> _Exercise details_
In the entries that follow, the line with "tray and record the pixel coordinates." opens the range and the line with "of the fried" closes it; repeat that range exactly, both lines included.
Start of Data
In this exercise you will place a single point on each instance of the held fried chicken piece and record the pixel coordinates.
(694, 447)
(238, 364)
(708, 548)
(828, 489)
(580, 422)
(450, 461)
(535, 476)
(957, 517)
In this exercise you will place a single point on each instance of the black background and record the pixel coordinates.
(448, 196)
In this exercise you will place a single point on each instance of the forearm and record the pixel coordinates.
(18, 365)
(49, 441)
End of Data
Start of Data
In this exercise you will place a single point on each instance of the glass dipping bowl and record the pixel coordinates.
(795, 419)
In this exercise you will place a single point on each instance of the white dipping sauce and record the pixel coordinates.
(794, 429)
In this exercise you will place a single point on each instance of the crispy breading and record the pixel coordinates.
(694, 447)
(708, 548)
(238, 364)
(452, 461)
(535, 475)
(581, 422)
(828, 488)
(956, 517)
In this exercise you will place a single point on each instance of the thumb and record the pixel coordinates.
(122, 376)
End of Data
Start of Data
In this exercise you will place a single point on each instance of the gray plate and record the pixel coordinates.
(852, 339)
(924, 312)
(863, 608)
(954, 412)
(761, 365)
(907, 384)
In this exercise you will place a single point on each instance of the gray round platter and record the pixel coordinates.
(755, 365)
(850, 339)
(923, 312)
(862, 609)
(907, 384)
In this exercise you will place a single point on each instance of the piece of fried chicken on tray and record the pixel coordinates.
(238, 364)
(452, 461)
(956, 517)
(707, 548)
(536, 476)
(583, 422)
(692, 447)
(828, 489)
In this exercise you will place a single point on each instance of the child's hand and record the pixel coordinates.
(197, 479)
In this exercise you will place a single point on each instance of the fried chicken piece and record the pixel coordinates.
End of Data
> _Completed exercise_
In this exercise you will place a single point on each instance of the piece of fried chicken on tray and record the pixel coordinates.
(238, 364)
(452, 461)
(956, 517)
(707, 548)
(536, 476)
(583, 422)
(692, 447)
(828, 489)
In this exercise you will place a single point on each instance of the child's hand and record the pixel coordinates.
(197, 479)
In this exercise you will place a single point on each instance of the fried chicken piece and record the pixel coordinates.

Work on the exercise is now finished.